**PROBLEM TO SOLVE**
No pictures go into the output, which should consist only of the lines from the first line of the data through the line with "written like <point>240,146</point>.", copied exactly.

**Records from a data source**

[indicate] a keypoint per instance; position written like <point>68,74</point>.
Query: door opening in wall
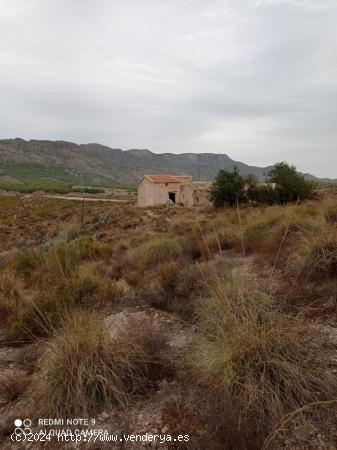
<point>172,196</point>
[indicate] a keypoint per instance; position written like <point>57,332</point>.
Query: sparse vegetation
<point>215,321</point>
<point>86,369</point>
<point>157,249</point>
<point>266,362</point>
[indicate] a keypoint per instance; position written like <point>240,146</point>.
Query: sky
<point>255,79</point>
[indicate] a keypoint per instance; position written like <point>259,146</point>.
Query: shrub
<point>175,287</point>
<point>157,249</point>
<point>228,188</point>
<point>86,369</point>
<point>290,185</point>
<point>265,362</point>
<point>330,212</point>
<point>11,296</point>
<point>58,259</point>
<point>314,253</point>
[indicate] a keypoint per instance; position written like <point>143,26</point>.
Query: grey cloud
<point>256,79</point>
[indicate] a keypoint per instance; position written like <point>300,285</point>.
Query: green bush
<point>228,188</point>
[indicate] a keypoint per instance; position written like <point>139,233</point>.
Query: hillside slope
<point>98,164</point>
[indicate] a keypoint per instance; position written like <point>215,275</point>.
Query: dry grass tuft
<point>157,249</point>
<point>265,362</point>
<point>314,253</point>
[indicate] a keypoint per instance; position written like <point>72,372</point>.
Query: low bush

**ANSWER BELOW**
[indicate] a keypoint per instance; position written like <point>68,74</point>.
Query: door opening in wall
<point>172,196</point>
[indicate] a keypoint per instance; position written like <point>57,332</point>.
Query: sparse vegetation
<point>215,321</point>
<point>86,369</point>
<point>157,249</point>
<point>266,362</point>
[indicate] a keypoint per instance; position written like <point>240,146</point>.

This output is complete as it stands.